PAGE EXTRACT
***
Random and not so random musings from a 5th generation NE Missourian who became a 1st generation Episcopalian. Let the good times roll!

Right now, a "fifth wheel" 24 foot trailer is parked out at my place that belongs to one of my local auctioneer friends.

I have been filling it up with assorted crap that I have accumulated at auctions for nine years, as well as "things I don't use anymore" and "assorted stuff that has no value to me except as "sentimental possessions." So far I have the trailer a little more than half full.

When I went to the monastery, I spent a lot of time considering what my "jubilee year" was to be all about, what my slaves were that needed to be freed. The one that had started working on me before my trip was this sense that my life was too "cluttered".

I came to a Very Big Realization. (Ok, so maybe it was an epiphany, but that word seems much more "miraculous". I decided to opt for Very Big Realization.)

The thing that most gets in my way, is that I am a chronic "hoarder."

I hoard EVERYTHING-right down to surrounding myself with worthless possessions of low value to the point my three car garage can't hold a single vehicle, and my house is starting to look like one of those places so full of books, papers, and doodads that the stuff falls over and the occupant dies in the house and no one finds them for three days. I am almost sure I learned this from my Depression-era grandparents, who could not throw anything away. Couple that with the various difficulties I had growing up in a house full of strange expectations and alcohol-fueled dysfunction. I grew into a very strange addiction--the addiction of "never being without," the addiction of collecting things of low value so that if they were broken in drunken tirades, I was not "out much". I learned to insulate my own pain with cheap things bought at auctions and deep discounts, and the more I grew into my ability to generate income, this addiction has become more obvious.
***
RAW DATA
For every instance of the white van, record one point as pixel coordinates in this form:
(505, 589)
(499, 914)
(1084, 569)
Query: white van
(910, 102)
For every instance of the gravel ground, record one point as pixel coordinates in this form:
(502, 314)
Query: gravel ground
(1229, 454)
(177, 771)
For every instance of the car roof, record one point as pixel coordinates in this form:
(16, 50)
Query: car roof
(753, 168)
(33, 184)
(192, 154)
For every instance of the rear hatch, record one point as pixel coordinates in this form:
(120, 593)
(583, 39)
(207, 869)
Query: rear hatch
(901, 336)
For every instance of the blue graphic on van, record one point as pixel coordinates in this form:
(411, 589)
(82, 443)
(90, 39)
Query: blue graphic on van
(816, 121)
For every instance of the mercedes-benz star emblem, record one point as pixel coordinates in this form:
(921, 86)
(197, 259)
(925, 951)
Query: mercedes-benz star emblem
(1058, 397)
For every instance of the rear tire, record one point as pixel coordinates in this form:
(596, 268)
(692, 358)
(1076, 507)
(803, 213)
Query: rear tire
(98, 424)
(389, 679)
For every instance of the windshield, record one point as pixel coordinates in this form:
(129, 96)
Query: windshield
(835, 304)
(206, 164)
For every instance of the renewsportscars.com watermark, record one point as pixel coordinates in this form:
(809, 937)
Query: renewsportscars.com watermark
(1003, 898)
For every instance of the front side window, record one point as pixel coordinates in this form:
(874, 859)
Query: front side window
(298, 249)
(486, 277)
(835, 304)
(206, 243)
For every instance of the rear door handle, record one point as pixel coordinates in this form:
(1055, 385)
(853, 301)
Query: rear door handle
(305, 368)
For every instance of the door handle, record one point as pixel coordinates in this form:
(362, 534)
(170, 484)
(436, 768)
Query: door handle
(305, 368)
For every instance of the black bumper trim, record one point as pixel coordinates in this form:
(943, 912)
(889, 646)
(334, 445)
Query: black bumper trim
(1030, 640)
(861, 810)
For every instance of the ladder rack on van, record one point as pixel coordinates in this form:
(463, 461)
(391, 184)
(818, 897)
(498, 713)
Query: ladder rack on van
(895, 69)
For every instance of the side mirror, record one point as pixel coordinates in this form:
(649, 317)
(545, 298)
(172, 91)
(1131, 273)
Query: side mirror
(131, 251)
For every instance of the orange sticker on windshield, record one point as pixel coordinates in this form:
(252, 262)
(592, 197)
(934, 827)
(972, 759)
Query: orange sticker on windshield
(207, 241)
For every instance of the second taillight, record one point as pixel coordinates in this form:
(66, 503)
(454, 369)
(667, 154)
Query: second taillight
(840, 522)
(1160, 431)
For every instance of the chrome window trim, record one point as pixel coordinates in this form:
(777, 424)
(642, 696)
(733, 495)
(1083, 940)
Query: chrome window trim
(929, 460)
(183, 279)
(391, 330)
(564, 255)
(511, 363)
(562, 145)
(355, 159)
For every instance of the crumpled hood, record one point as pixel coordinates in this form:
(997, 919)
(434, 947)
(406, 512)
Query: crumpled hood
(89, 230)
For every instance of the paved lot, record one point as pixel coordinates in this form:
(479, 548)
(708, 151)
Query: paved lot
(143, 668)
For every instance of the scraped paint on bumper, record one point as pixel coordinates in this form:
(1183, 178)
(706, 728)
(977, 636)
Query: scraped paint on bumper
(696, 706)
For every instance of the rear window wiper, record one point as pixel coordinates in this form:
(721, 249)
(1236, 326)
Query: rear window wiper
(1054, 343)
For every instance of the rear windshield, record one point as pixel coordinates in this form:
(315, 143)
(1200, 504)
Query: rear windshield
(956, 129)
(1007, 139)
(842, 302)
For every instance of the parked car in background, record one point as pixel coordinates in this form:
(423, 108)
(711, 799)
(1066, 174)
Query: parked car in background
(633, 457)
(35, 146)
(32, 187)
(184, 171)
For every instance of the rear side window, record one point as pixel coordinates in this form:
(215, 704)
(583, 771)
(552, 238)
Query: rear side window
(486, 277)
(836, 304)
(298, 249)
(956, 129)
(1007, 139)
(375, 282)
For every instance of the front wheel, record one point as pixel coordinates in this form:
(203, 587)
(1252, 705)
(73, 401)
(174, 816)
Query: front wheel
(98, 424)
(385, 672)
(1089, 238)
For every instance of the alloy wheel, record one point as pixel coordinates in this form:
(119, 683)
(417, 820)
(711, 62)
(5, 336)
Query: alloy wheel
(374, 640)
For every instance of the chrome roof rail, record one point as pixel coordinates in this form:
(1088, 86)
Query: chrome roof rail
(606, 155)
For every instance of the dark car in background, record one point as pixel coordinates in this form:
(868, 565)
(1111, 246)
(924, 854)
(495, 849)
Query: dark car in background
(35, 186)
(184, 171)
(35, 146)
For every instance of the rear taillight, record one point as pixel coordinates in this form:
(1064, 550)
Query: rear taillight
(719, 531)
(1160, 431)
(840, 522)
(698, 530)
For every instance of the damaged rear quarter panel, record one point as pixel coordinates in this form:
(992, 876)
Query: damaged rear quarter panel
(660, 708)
***
REQUIRED TASKS
(1) In the blog post on hoarding, whom does the writer believe they learned hoarding from?
(2) In the blog post on hoarding, rewrite the passage starting with "Right now, a" and going on through "Very Big Realization.)", substituting "camper" for "trailer".

EXERCISE RESULTS
(1) Their Depression-era grandparents, who could not throw anything away.

(2)
Right now, a "fifth wheel" 24 foot camper is parked out at my place that belongs to one of my local auctioneer friends.

I have been filling it up with assorted crap that I have accumulated at auctions for nine years, as well as "things I don't use anymore" and "assorted stuff that has no value to me except as "sentimental possessions." So far I have the camper a little more than half full.

When I went to the monastery, I spent a lot of time considering what my "jubilee year" was to be all about, what my slaves were that needed to be freed. The one that had started working on me before my trip was this sense that my life was too "cluttered".

I came to a Very Big Realization. (Ok, so maybe it was an epiphany, but that word seems much more "miraculous". I decided to opt for Very Big Realization.)